[Point-based annotation data]

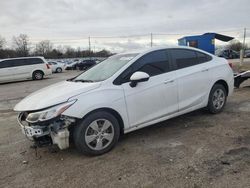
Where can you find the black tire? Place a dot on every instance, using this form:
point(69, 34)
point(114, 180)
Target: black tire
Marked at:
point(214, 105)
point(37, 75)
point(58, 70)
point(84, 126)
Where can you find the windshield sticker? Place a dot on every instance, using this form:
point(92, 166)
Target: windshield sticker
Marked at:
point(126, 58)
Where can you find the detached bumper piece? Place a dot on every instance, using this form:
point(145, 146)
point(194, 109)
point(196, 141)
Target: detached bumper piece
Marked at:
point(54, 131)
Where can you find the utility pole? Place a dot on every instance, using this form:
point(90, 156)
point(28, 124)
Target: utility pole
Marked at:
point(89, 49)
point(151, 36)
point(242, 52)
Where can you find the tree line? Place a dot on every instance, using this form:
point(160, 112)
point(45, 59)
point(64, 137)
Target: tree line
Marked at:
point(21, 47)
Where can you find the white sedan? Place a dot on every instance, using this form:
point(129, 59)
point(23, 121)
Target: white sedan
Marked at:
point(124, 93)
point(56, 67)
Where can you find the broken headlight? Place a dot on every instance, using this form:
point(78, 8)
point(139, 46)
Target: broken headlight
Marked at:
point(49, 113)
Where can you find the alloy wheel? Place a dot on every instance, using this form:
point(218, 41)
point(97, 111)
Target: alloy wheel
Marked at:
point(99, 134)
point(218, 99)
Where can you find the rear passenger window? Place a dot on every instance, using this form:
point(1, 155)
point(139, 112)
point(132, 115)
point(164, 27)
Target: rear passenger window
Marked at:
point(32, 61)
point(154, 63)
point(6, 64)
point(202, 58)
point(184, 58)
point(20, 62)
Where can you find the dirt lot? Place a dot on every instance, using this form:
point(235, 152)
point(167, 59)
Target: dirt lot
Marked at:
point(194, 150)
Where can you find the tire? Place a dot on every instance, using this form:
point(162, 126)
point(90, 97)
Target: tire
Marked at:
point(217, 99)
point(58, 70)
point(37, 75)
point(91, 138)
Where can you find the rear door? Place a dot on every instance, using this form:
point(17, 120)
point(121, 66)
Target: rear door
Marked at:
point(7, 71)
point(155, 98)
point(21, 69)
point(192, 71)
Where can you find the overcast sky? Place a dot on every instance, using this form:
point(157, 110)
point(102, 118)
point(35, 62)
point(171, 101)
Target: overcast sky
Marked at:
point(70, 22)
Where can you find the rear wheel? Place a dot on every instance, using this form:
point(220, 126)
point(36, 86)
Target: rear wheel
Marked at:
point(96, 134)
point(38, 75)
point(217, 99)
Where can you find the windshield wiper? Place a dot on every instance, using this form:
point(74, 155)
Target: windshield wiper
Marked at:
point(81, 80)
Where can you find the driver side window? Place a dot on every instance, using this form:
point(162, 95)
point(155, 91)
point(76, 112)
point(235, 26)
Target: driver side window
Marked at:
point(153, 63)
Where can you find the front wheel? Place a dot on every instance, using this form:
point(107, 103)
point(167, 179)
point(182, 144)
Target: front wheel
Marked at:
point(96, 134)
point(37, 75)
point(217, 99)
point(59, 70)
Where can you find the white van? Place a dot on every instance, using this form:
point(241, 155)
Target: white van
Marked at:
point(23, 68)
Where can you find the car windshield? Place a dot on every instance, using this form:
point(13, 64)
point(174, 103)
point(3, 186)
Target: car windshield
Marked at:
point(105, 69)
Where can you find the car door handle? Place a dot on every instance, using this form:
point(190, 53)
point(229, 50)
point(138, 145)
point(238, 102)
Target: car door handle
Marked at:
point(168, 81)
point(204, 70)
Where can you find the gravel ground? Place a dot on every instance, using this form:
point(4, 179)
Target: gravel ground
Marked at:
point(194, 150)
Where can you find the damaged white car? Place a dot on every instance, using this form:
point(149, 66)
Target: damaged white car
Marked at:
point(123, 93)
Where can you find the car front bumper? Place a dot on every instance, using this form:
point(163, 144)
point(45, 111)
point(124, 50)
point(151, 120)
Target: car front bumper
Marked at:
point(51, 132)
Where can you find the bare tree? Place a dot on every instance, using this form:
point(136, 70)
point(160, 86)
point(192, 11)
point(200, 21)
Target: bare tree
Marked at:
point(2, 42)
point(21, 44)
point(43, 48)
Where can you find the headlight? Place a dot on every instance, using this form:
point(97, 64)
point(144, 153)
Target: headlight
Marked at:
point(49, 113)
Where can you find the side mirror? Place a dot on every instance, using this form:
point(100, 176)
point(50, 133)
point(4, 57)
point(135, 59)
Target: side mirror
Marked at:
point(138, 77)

STATED TASK -> Please copy the entries line for line, starting at the line that contains "Where can you find the car door" and ending at the line that contains "point(123, 93)", with both of those lines included.

RESULT FOR THIS EXERCISE ->
Where can you find the car door handle? Place a dot on every instance, using this form:
point(190, 53)
point(229, 50)
point(138, 145)
point(238, 102)
Target: car door handle
Marked at:
point(168, 81)
point(204, 70)
Where can you find the gravel ground? Place a dot on every instance, using this form:
point(4, 179)
Target: gravel ground
Marked at:
point(194, 150)
Where can you find the damaged white car? Place a dot on every instance, using this form:
point(149, 66)
Target: damaged white car
Marked at:
point(123, 93)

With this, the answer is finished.